To: carranza2 who wrote (21065)8/11/2007 9:43:06 AM
From: Slagle  Read Replies (1) | Respond to of 218072
 
Carranza,
Not to pick a fuss with TJ, but here is an another problem with his "China First" thesis:

TJ has repeatedly made reference to "socks", meaning the hosiery that a person wears on his feet, and I guess the bulk of them for sale in the US are now made in China.

I have some "hands on" experience with "socks" having years ago worked on new designs for knitting machines (not for hosiery but for tubing, but working the same way except for starting and closure).

Not long ago the US made most of their own socks, but the industry is mostly gone now, a result of environmental, consumer and workplace safety laws more than anything else, including cheaper wages overseas.

I know for a fact that vast numbers of these US sock knitting machines were shipped to China and are doubtlessly still there and still making socks, as a knitter can last for ever if maintained. And no doubt the Chinese are now making their own knitters, in fact I saw images of some online somewhere and some more in a Taiwan trade magazine.

BUT, it is quite possible to make a VAST generational leap in the manufacture of socks and it is quite possible to create a completely automated process where there is essentially NO human labor required at all, other than a few tech and management people.

I'm thinking that there are many things like socks. If China forces others, maybe here in the US to make our own socks and other items, then we will, but we will do it in a much improved and enhanced manner than is now being done in China, and also to be done in a way that China will loose whatever advantage abundant and low cost labor provides them.
Slagle



To: carranza2 who wrote (21065)8/11/2007 11:55:15 AM
From: KyrosL  Read Replies (2) | Respond to of 218072
 
Although I agree with you that China's "nuclear" option may turn out to be a net positive for America, if exercised, I strongly disagree that America will have a monopoly on future innovation. Not all Chinese youths are bone tired factory workers. There is a substantial, rapidly growing, Chinese middle and upper class whose numbers rival, if not surpass, the American middle class. Check out Coconut.



To: carranza2 who wrote (21065)8/11/2007 5:56:25 PM
From: arun gera  Read Replies (1) | Respond to of 218072
 
>Ideas are way more profitable, at the end of the day. But that is another discussion.>

China is setting on such large savings. They can easily do the following:

1. Hire smart kids from US schools

2. License their inventions at 2 percent royalty.

3. Buy their struggling startups.

3. Grow a small group of independent thinkers and tinkerers in China.

◆ **Supplied material**:
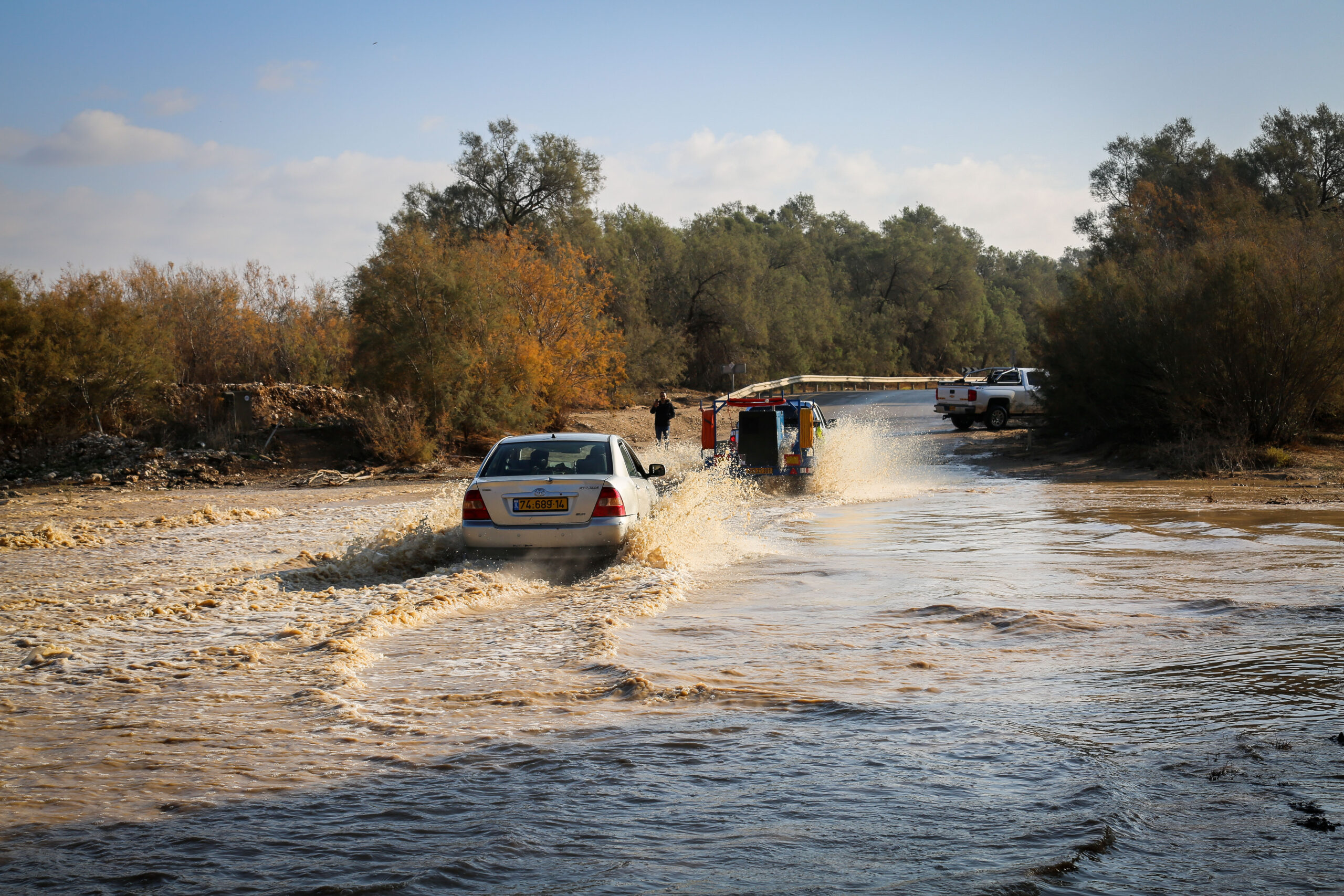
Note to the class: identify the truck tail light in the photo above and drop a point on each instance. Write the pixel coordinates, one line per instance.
(609, 503)
(474, 507)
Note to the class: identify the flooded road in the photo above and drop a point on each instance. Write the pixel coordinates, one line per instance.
(918, 678)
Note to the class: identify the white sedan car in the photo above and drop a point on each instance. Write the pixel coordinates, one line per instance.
(558, 492)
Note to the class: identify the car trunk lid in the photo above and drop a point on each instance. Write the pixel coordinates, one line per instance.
(537, 500)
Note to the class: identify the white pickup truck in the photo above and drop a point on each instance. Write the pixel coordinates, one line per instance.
(991, 395)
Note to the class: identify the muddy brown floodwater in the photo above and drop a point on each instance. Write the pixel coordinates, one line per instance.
(917, 676)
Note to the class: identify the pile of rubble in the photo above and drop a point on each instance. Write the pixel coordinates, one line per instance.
(100, 458)
(282, 404)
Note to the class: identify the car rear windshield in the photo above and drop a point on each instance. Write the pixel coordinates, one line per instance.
(550, 457)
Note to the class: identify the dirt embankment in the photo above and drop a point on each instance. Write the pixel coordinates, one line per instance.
(1315, 472)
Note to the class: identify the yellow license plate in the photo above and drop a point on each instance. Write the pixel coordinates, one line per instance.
(531, 505)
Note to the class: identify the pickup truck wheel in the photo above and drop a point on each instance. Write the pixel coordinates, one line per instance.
(996, 418)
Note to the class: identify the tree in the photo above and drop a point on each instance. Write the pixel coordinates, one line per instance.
(506, 183)
(1299, 160)
(1151, 176)
(483, 333)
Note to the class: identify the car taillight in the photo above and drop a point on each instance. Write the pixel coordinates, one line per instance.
(474, 507)
(609, 503)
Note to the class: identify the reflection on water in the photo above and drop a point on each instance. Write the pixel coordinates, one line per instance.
(917, 678)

◆ **Set tasks**:
1. Answer these questions about the forum thread:
(a) What were the knitting machines Slagle worked on designed to make?
(b) Which group does KyrosL say rivals, if not surpasses, the American middle class in numbers?
(c) At what royalty rate does arun gera say China could license inventions?
2. In the rows, start at the line that contains "Note to the class: identify the car rear" and stop after the line that contains "(1315, 472)". Reproduce those lines verbatim, including both end lines.

◆ **Worked answers**:
1.
(a) Tubing, not hosiery.
(b) The Chinese middle and upper class.
(c) 2 percent.

2.
Note to the class: identify the car rear windshield in the photo above and drop a point on each instance. Write the pixel coordinates, one line per instance.
(550, 457)
Note to the class: identify the dirt embankment in the photo above and drop a point on each instance. Write the pixel coordinates, one line per instance.
(1315, 472)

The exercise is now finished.